◆ Dataset extract ◆

'''

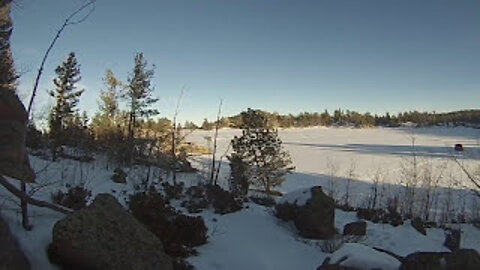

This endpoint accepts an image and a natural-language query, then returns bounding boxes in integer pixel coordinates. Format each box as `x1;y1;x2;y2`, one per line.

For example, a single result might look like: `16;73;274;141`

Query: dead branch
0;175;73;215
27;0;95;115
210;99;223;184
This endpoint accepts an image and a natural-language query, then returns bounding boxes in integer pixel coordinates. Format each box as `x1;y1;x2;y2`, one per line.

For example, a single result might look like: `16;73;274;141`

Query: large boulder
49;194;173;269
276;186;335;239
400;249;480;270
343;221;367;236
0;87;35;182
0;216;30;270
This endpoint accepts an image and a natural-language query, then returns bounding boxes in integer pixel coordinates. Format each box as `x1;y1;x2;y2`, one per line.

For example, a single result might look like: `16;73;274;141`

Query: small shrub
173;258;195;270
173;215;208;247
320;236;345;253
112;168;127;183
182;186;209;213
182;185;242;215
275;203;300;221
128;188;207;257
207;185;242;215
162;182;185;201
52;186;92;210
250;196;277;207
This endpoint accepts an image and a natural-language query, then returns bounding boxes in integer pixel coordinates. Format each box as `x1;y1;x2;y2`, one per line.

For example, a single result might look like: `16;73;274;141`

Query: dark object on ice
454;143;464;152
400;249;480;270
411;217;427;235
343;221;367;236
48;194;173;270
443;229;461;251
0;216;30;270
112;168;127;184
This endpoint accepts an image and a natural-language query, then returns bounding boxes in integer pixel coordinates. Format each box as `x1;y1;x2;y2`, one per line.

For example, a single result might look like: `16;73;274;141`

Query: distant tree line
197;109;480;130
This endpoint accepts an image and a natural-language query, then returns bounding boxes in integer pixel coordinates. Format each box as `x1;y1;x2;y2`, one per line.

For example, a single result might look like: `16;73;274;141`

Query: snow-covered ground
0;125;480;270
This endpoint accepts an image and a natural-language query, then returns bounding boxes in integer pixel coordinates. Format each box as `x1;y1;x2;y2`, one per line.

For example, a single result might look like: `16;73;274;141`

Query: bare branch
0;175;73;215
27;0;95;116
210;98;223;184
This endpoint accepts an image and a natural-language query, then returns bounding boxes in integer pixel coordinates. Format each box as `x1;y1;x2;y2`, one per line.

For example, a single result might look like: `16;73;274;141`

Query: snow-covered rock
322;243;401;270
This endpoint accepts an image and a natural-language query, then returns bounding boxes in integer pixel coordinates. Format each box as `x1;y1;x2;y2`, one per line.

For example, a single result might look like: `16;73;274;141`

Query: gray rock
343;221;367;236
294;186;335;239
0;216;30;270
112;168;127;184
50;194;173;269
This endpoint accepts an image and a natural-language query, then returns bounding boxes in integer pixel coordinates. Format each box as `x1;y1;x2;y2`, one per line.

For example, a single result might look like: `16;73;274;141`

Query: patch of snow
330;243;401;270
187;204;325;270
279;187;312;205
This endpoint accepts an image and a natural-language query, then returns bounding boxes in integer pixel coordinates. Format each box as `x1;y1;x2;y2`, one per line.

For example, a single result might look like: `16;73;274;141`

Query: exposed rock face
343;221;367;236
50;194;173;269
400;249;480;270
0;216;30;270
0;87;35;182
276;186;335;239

'''
'''

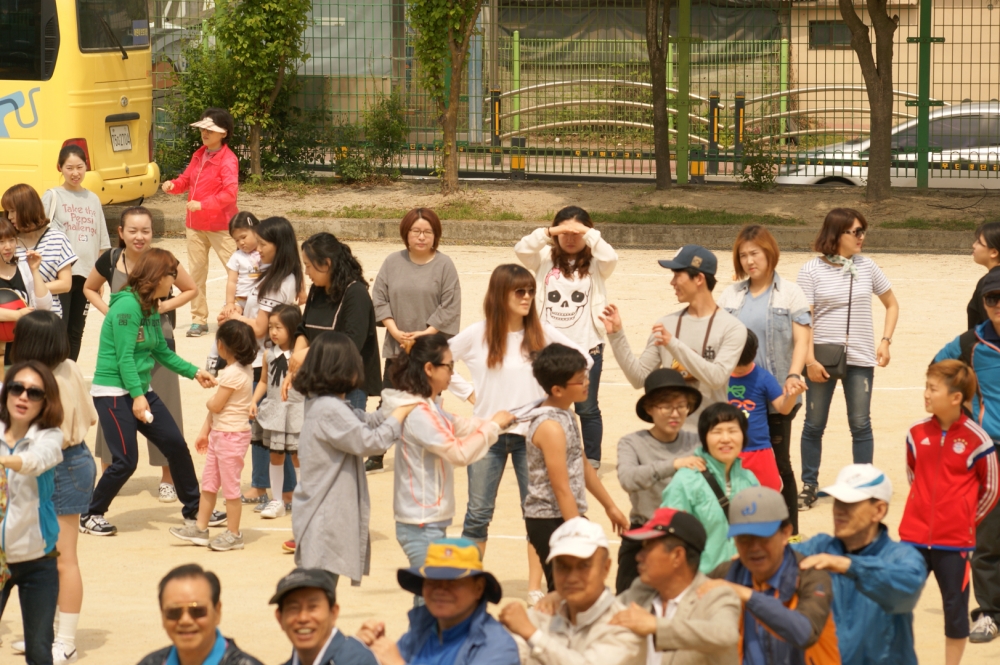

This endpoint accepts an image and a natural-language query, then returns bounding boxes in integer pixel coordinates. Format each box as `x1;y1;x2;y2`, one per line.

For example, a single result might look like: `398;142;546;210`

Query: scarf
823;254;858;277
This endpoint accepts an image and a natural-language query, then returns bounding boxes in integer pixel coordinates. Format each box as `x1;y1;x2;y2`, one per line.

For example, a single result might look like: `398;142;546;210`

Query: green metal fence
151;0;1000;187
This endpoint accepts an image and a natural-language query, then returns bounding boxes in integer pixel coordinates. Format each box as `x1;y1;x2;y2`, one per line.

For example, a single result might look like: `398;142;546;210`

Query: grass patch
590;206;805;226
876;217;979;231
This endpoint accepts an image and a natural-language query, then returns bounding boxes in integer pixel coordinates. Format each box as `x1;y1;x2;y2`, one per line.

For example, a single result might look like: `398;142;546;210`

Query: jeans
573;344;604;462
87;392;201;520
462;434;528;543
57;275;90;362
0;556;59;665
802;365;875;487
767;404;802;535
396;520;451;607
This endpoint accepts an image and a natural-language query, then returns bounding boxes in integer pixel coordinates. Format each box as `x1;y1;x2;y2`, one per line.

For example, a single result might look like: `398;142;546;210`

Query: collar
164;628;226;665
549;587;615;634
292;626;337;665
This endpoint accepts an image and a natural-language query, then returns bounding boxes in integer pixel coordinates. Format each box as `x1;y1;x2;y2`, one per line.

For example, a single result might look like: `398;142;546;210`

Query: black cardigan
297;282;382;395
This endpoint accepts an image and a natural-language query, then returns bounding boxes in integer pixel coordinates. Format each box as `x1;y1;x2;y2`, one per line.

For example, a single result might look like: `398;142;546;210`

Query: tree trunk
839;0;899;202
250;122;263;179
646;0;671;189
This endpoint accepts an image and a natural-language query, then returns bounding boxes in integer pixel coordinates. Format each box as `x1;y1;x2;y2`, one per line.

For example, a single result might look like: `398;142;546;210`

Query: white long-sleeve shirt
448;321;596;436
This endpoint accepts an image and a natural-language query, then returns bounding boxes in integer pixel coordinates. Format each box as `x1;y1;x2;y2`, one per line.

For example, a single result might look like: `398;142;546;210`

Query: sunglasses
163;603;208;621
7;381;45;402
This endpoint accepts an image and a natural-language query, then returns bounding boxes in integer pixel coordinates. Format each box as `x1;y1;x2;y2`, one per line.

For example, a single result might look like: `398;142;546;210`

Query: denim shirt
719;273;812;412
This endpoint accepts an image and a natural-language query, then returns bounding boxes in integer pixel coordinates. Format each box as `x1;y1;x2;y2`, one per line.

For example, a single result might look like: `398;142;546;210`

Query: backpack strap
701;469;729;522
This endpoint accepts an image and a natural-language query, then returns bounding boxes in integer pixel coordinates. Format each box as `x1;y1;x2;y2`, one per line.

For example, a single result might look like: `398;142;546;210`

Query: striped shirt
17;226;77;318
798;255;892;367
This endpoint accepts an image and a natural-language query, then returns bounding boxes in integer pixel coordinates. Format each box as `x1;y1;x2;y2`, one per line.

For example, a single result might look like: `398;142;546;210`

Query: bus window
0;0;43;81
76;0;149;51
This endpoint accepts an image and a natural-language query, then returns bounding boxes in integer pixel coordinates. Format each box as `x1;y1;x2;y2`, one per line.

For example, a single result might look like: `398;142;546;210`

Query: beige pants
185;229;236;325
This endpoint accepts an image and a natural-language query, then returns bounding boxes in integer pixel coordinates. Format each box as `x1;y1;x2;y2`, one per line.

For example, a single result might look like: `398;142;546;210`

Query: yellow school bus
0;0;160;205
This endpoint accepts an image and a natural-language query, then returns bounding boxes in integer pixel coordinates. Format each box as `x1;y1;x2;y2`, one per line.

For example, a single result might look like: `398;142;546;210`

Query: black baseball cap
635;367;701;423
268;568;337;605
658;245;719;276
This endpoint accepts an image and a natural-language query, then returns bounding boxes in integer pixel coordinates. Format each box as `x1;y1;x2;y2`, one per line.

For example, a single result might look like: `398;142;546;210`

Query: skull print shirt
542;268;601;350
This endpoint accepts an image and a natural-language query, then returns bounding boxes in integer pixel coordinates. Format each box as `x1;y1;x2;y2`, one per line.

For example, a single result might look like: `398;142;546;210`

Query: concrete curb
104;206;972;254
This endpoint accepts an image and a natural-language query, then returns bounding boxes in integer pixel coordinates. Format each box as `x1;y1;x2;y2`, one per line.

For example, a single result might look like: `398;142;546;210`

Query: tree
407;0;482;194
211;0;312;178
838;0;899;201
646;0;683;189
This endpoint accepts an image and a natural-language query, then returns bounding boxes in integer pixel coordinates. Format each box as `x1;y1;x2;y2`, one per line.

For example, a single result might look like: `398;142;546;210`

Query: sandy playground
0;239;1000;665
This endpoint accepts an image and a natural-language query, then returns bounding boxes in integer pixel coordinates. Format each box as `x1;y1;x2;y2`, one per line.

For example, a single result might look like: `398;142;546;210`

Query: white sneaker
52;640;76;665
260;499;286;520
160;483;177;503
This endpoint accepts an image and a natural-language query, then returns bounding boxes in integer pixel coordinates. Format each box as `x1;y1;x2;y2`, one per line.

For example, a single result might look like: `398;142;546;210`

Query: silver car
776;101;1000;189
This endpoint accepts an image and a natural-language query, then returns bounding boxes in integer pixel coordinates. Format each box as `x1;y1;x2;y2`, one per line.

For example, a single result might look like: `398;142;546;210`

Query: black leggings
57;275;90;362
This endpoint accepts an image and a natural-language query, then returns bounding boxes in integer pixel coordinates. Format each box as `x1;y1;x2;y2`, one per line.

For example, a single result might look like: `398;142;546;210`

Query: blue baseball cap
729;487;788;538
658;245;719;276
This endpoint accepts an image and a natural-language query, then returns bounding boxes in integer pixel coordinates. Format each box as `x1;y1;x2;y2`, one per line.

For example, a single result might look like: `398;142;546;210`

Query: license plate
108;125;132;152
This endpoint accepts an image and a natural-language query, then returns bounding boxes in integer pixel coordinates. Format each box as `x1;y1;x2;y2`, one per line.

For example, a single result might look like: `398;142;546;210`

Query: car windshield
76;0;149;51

'''
'''

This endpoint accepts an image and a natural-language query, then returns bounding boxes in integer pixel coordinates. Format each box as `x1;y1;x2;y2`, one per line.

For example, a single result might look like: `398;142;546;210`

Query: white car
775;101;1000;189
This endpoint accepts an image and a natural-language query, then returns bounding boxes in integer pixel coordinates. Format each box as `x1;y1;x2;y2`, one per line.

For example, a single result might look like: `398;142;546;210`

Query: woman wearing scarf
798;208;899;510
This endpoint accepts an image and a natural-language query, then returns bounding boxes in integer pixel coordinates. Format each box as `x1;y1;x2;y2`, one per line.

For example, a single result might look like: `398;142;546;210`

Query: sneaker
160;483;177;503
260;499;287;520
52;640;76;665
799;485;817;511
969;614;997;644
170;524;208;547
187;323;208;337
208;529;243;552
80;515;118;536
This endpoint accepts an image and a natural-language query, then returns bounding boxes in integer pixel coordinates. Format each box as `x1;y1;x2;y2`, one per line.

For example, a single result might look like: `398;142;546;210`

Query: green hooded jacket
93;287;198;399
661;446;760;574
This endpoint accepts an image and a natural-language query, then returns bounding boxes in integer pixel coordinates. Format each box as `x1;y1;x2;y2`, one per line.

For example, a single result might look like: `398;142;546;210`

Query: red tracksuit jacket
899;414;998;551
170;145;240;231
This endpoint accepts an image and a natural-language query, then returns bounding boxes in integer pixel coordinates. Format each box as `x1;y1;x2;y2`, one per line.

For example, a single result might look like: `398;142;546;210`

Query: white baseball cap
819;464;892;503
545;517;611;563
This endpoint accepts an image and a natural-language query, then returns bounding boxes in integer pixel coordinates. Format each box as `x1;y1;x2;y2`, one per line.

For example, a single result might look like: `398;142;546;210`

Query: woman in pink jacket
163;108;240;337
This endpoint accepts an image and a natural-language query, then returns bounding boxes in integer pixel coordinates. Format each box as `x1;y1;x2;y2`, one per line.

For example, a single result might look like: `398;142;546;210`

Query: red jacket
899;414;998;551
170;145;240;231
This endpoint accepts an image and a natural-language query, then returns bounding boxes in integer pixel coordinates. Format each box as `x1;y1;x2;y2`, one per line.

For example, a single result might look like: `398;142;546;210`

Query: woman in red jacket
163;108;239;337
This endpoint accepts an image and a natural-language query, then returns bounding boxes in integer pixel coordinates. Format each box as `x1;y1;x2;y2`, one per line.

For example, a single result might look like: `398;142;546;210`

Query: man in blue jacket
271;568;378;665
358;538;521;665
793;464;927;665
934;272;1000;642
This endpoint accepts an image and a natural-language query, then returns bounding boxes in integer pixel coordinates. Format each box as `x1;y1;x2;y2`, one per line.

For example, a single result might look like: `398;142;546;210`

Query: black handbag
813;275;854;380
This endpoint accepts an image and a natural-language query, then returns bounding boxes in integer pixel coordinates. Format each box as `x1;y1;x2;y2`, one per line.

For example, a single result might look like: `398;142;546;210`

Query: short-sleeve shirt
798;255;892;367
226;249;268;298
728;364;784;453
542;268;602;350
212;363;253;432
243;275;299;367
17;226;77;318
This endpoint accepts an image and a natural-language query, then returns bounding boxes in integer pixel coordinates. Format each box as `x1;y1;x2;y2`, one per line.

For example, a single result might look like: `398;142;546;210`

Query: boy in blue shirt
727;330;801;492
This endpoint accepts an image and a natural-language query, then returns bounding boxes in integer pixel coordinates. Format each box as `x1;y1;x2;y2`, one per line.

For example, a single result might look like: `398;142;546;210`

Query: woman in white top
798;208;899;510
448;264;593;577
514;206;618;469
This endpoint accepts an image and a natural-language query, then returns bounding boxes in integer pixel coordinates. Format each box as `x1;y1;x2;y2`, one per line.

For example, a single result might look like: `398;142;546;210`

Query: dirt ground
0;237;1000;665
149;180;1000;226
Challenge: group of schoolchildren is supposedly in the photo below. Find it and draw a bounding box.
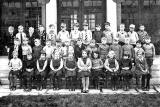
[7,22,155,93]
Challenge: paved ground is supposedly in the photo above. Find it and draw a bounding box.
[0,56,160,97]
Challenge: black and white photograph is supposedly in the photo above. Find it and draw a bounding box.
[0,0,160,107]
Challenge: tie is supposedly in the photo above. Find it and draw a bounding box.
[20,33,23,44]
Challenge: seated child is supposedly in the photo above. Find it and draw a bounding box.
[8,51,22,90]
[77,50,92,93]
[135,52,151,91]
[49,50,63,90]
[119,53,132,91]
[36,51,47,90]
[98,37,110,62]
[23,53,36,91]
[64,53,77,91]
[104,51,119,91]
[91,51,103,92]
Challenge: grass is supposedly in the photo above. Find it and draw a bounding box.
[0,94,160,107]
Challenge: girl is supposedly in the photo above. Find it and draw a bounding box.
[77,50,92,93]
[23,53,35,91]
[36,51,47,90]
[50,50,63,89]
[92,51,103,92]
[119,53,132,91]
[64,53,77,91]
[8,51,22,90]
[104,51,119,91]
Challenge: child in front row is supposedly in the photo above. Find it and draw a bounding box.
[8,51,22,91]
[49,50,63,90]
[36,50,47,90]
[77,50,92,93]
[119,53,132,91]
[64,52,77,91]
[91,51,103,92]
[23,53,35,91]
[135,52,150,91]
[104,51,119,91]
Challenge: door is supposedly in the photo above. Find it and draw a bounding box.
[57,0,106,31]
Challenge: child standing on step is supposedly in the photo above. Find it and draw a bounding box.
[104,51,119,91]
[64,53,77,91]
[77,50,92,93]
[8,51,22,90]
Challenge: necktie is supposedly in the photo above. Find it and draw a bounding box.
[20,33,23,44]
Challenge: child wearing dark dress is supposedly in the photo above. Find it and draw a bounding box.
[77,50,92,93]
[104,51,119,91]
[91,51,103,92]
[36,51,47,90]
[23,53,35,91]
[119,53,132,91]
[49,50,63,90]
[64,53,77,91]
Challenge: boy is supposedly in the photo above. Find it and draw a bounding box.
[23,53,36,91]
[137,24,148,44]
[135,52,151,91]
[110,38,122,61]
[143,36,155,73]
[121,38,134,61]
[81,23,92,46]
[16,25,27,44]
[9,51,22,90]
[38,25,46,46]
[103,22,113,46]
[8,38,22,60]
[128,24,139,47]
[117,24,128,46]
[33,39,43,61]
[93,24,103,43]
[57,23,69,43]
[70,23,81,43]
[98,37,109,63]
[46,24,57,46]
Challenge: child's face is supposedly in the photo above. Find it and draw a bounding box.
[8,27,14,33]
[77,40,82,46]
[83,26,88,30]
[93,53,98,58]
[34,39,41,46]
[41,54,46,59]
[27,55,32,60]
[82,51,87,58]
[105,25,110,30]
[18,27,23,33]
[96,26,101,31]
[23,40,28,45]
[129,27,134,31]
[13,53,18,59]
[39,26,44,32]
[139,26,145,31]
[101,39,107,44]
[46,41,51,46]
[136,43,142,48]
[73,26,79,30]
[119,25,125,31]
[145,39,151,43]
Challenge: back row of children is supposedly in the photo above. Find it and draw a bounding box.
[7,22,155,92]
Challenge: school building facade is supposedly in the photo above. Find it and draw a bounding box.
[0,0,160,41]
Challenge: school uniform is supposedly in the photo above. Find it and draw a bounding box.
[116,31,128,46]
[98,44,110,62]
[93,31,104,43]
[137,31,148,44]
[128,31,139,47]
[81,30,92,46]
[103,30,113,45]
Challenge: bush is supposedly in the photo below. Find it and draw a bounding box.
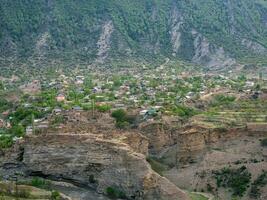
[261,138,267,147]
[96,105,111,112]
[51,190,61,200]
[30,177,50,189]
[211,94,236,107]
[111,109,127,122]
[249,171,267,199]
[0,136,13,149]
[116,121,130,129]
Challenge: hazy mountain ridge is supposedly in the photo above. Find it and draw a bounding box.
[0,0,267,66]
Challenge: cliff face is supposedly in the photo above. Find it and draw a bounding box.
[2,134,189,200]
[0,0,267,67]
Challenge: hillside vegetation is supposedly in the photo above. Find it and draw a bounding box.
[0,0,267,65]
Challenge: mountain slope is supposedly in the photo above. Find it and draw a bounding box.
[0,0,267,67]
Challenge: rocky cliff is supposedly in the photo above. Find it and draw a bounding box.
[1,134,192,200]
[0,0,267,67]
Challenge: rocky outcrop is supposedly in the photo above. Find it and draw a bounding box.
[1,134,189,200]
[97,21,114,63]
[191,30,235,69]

'''

◆ Task goal ◆
Copy out the data verbatim, from the line containing "Challenge: back row" through the line containing "[103,30,113,45]", with both of those lines included.

◆ Response to this exercise ◆
Challenge: back row of children is supposedly in the photo above. Find it and draw a bounding box.
[7,22,155,92]
Challenge: school building facade is supposedly in the photo above. Find it and draw a bounding box.
[0,0,160,41]
Challenge: school uniform is supposedly in the photo above. Find it and draw a bounding box.
[116,31,128,46]
[98,44,110,62]
[93,31,104,43]
[137,31,148,44]
[128,31,139,47]
[81,30,92,46]
[103,30,113,45]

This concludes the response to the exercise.